_Set task_
Begin at the line with "of the blue" and output every line through the end of the records, exactly as given. Omit pictures.

— Start of Records for the exercise —

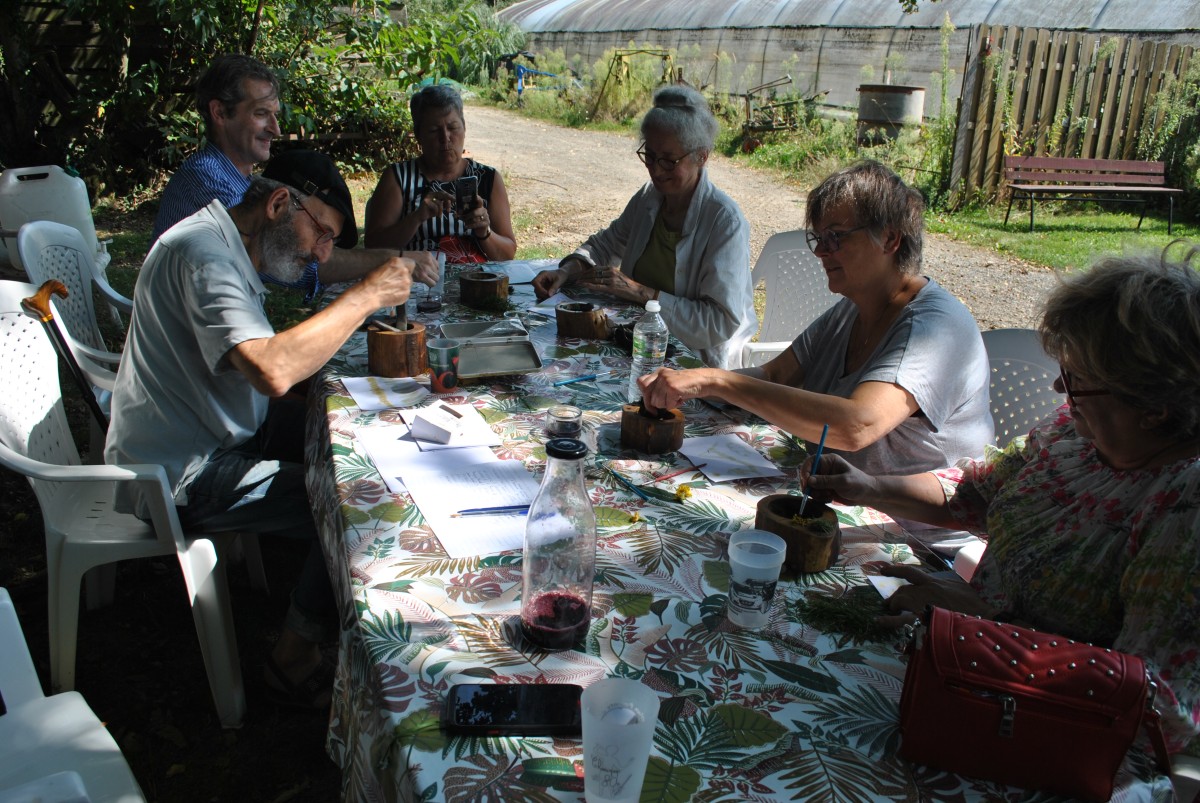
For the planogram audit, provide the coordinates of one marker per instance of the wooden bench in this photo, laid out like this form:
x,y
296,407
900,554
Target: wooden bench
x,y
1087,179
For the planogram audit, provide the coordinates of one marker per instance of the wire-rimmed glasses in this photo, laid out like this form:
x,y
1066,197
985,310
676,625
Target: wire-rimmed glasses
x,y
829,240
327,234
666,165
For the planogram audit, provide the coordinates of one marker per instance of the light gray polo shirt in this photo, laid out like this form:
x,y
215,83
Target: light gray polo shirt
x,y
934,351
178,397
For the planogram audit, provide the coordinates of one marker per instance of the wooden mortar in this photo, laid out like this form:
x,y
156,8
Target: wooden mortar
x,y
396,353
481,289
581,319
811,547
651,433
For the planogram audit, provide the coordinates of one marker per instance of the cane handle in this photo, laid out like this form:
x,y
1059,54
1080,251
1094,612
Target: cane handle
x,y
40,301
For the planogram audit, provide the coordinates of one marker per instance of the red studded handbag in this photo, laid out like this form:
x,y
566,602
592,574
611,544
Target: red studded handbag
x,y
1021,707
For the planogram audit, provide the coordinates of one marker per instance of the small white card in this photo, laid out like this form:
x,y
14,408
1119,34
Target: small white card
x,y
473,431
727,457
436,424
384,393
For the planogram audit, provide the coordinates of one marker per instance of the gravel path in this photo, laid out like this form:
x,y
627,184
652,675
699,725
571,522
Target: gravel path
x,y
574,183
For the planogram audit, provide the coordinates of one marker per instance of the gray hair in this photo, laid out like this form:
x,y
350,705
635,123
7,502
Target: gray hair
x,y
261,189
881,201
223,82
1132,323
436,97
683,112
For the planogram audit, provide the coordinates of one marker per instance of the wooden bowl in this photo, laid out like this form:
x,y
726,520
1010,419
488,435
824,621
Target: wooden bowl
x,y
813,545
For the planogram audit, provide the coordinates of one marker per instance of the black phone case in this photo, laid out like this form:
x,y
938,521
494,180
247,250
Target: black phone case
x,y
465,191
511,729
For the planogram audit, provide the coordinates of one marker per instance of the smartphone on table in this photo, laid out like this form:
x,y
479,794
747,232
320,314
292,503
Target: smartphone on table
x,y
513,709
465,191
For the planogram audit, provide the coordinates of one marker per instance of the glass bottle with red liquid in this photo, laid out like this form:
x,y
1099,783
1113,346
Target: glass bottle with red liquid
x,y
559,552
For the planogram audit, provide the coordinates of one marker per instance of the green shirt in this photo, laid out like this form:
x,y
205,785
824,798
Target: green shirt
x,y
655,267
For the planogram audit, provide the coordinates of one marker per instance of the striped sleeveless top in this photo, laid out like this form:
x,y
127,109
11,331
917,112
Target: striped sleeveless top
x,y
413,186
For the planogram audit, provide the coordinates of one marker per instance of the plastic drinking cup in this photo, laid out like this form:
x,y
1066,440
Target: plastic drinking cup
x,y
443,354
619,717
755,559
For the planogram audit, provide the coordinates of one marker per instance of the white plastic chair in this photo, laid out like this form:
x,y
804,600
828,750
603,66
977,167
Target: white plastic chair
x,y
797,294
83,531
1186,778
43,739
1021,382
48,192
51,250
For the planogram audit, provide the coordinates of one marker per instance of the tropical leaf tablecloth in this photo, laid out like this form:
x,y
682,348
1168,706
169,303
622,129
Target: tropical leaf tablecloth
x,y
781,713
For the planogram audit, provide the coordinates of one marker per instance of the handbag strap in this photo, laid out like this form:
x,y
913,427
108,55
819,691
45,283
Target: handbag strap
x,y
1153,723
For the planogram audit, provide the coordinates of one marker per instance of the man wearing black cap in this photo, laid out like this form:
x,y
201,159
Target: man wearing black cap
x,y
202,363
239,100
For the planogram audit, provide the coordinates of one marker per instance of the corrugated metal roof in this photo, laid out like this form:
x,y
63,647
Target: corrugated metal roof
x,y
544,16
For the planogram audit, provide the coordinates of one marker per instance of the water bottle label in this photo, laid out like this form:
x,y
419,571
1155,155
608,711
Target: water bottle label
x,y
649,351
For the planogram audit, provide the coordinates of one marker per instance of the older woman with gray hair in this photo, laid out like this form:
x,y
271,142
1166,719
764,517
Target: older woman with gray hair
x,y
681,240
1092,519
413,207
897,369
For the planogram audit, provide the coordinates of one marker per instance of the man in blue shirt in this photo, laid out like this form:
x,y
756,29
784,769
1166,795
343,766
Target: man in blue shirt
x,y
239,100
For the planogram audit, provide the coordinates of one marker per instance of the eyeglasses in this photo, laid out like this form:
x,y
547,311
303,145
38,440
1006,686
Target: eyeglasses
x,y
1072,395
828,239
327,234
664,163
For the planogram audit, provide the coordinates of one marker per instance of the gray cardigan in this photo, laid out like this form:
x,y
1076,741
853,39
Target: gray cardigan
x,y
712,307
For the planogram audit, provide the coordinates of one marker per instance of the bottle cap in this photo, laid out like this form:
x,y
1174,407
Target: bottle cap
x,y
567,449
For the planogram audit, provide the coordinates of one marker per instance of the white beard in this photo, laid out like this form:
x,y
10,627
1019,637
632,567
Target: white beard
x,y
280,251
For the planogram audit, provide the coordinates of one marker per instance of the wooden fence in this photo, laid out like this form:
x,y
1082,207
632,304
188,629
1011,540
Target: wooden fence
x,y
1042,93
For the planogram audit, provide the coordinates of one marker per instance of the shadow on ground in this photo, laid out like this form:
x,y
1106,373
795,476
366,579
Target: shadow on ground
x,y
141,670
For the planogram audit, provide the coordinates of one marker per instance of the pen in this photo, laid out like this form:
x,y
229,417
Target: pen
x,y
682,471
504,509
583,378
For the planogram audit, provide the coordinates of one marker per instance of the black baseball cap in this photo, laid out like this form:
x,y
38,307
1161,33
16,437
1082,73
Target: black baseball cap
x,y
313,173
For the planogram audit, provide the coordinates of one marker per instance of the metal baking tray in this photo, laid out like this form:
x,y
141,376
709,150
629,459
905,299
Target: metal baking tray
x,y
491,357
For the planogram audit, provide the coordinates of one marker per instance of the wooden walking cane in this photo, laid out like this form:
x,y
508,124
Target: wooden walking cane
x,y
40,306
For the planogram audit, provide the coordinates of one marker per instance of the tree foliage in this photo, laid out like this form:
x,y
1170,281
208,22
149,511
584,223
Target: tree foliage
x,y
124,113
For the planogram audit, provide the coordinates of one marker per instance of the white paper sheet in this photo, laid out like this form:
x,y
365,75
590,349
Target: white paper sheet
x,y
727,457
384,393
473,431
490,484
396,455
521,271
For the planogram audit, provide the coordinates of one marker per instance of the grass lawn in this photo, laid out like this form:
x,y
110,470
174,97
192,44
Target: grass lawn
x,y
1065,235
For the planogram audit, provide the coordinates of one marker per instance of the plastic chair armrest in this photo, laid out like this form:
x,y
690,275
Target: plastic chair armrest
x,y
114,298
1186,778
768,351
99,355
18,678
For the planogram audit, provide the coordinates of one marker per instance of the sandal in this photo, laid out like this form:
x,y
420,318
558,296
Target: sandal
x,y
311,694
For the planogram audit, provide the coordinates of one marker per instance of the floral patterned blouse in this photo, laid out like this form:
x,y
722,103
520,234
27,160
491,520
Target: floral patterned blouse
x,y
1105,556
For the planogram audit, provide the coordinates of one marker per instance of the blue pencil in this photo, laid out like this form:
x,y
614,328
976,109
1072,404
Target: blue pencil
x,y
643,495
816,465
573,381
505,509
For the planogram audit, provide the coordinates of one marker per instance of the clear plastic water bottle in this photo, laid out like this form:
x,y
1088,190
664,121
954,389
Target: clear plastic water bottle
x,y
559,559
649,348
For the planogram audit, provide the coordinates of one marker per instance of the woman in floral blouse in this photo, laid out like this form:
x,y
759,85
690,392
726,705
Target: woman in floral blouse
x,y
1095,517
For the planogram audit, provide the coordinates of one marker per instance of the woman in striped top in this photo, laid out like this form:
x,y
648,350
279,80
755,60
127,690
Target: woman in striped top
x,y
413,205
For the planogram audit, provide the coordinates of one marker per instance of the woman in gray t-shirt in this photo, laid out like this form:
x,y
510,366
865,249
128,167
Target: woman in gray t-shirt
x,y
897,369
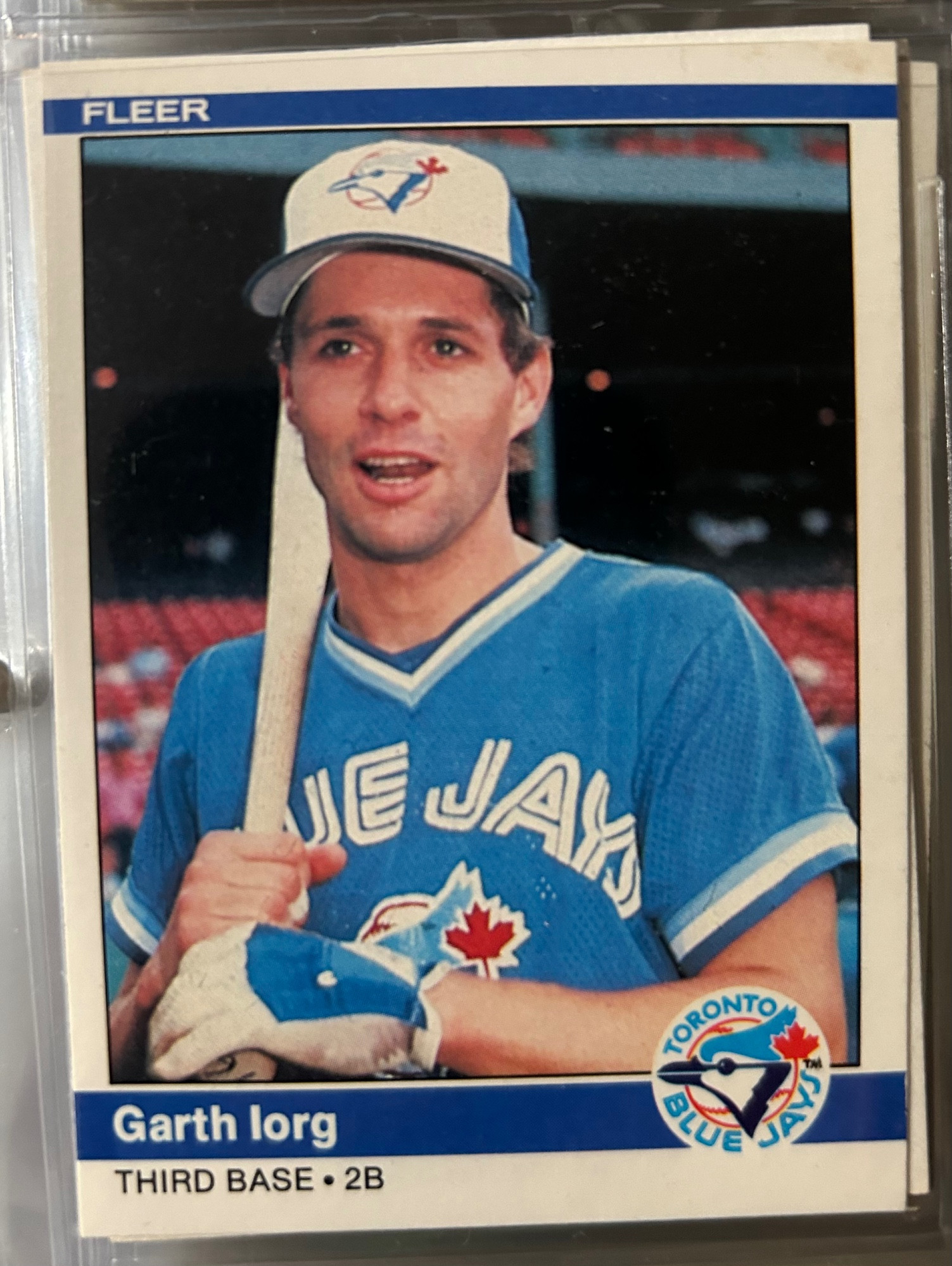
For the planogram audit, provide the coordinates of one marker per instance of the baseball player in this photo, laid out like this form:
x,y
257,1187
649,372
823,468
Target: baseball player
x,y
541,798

— End of Records for the exercise —

_Response_
For the planogram audit, provide the coordinates of one marker per instance of the blue pencil in this photo, laid out like this form:
x,y
614,328
976,109
1072,404
Target: blue pencil
x,y
643,495
816,465
573,381
505,509
For the planogram audit, provide the coordinates of one marker per instance of the clear plastic water bottle in this photo, laid out like this form:
x,y
1088,190
664,121
954,389
Target: clear plastic water bottle
x,y
559,559
649,348
For the planogram audit, provide the coordinates of one marker per instance of the woman in floral blouse in this photo, laid out like this form:
x,y
759,85
690,392
726,705
Target: woman in floral blouse
x,y
1095,517
For the planogram audit, provide the coordinates of one marker per instance of the woman in striped top in this photo, laid out like this form:
x,y
648,350
279,80
755,60
127,690
Target: woman in striped top
x,y
413,205
For the planogram audit, provide the coordinates of one marker per instance of the woman in gray t-shirt in this photo, laid out like this form:
x,y
510,366
865,249
128,167
Target: woman in gray t-shirt
x,y
897,369
For the planogram audit, provide the coordinates of one marker per instance of the baseball player in this photo, laid out like this form:
x,y
257,1187
649,372
823,468
Target: baseball player
x,y
541,798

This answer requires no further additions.